RECORDS FOR THE TASK →

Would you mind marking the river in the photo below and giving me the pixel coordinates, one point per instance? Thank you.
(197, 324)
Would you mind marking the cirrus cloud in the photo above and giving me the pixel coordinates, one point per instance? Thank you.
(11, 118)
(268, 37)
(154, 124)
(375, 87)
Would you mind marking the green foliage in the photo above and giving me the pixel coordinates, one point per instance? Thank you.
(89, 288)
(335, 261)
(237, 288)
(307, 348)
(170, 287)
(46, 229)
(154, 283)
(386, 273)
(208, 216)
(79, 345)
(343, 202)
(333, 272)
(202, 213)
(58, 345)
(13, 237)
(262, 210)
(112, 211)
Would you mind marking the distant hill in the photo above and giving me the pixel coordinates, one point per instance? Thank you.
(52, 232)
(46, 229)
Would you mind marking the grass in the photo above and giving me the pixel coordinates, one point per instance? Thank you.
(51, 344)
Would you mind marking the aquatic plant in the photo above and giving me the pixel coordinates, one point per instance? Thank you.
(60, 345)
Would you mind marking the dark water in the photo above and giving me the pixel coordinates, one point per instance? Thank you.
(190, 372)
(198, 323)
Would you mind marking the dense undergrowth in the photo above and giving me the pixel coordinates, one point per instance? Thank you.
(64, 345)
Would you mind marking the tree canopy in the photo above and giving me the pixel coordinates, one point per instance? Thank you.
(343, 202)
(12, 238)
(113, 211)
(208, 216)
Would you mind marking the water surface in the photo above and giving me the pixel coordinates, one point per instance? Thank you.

--

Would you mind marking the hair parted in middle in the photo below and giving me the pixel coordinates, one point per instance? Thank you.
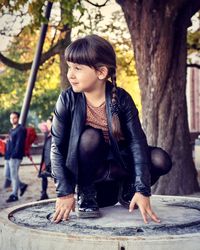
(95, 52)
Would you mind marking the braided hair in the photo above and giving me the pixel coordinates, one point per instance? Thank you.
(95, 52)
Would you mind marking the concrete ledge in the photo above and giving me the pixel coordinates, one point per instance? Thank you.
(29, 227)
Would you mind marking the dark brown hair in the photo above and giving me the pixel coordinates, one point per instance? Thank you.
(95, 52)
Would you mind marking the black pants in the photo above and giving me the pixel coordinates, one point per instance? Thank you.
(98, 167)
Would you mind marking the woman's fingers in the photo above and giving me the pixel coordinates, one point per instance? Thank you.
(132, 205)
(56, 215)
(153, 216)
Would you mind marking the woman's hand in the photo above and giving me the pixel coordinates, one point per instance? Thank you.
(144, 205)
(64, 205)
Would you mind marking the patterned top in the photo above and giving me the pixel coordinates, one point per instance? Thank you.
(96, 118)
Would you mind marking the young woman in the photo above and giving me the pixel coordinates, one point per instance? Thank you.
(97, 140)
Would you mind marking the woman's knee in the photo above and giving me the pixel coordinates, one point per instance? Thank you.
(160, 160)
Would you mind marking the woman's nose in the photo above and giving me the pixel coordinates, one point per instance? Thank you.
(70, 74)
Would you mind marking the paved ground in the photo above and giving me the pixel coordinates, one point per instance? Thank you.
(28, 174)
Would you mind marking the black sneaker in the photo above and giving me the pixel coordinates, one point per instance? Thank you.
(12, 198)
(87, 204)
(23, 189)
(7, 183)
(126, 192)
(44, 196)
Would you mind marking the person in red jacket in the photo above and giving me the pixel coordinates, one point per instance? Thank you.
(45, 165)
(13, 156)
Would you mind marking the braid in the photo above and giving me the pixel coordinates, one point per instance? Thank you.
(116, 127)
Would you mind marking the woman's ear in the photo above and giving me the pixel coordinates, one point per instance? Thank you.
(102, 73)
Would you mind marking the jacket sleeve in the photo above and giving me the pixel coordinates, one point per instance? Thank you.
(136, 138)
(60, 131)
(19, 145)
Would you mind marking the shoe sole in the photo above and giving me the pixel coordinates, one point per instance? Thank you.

DIRECTIVE →
Pick out each line of the records above that contains the word "jacket" and copy those lines out in full.

RESULT FOR THIS EXERCISE →
Would you mind marking the person in red jacket in the photo above and giving me the pixel coordinates, one point per instance? Thank you.
Would you mind marking the jacket sleeve in the photo above and giving me the pixel coordinates, one point per instance? Thank you.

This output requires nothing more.